I Am the Dark That Answers When You Call (I Feed Her to the Beast #2)
Jamison Shea
Henry Holt & Co.
Published November 12, 2024
Amazon | Bookshop | Goodreads
About I Am the Dark That Answers When You Call
Monsters and mortals, rejoice! Acheron is back . . .
Though Laure has tried to close the lid on her ballet shoes and the feelings she once held for dance since the Palais Garnier incident two months ago, Laure is spinning out. Between partying, drinking, and avoiding anything and, well, everyone, she has no time to be anything but a monster.
But when Laure stumbles across a mysterious dead body during one of her nights out, she’s forced to notice the cracks stretching beyond herself. Below the streets of Paris, Elysium is dying, and Acheron and Lethe’s influence is spilling into the streets like a blight. Laure isn’t the only of Elysium’s beasts to rise from the ruins of Palais Garnier, and someone is mobilizing an army of monsters with plans greater than Laure, Andor, and Keturah could have ever guessed.
While Laure is warring between her wants and Acheron’s ever-demanding appetite, she and her circle of monsters are left to reckon with a not-so-simple how do you save yourself from oblivion?

(Items drawn from a dataset)
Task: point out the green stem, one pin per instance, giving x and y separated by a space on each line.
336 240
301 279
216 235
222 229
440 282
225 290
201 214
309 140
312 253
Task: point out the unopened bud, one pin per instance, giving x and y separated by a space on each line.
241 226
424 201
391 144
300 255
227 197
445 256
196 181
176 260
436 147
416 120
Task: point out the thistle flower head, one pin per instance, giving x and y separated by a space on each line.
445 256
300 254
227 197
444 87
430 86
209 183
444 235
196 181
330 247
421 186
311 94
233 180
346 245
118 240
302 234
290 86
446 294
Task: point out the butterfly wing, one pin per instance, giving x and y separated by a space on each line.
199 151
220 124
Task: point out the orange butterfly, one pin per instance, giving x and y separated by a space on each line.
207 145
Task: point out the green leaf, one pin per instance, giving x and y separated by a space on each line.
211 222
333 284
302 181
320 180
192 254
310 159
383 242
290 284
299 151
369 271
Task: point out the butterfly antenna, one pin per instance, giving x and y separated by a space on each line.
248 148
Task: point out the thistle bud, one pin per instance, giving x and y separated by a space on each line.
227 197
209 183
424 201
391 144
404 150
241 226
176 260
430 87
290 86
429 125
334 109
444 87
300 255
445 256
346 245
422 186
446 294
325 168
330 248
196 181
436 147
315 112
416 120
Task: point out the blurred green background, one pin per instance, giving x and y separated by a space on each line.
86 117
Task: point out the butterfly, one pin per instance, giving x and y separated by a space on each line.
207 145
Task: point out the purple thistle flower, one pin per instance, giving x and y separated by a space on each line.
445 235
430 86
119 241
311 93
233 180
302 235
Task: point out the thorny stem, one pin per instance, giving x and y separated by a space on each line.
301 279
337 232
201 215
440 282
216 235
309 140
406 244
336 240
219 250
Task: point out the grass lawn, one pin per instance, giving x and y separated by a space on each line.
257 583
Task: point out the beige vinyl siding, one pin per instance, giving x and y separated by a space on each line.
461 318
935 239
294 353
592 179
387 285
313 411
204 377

Exercise instructions –
1. In one to three sentences, explain what forces Laure to notice the cracks stretching beyond herself, according to the book description.
2. Carry on the book description from the point where it stops.
These items come from a different source than the book description.

Responses per task –
1. During one of her nights out, Laure stumbles across a mysterious dead body. This discovery forces her to notice the cracks stretching beyond herself.

2.
Jamison Shea’s sharp and unflinching voice will bring readers to terrifying new heights in this vicious sequel to the “relentlessly gory and almost euphoric in its embrace of the horrific” (NPR) I Feed Her to the Beast and the Beast is Me.
My Review
I forgot how engaging Shea’s writing is until I dove back into this duology. In 2023, I reviewed I Feed Her to the Beast and the Beast is Me. I remember being so impressed with the way that the author incorporated details about Laure’s ballet experience. There were things that you really wouldn’t know unless you danced or spent a lot of time with ballet dancers.
Though it’s not the focus of this story, Laure’s dancing still has a deep impact on it. I cannot express how strongly I love that Shea uses Laure’s struggle as a classically trained ballet dancer trying to learn to dance in other styles as a metaphor for how disconnected she feels from her body and how alien she feels as the vessel of a god among humans. Would that parallel resonate as strongly for someone without dance experience? I don’t know, but I am so into it. I felt like I instantly understood her struggle on a physical and emotional level.
This is a story about a young woman finding her place, defining herself, and weighing the personal costs of following norms versus creating her role from scratch. Over and over Laure faces frustration and shame when she doesn’t fit the roles she’s assigned, from ballerina to immortal vessel. At first, she blames herself and vacillates between trying harder and breaking down. She begins to break away from those patterns and look for ways to embrace who she is. She starts to see those attributes as strengths rather than hindrances. I loved watching that transformation.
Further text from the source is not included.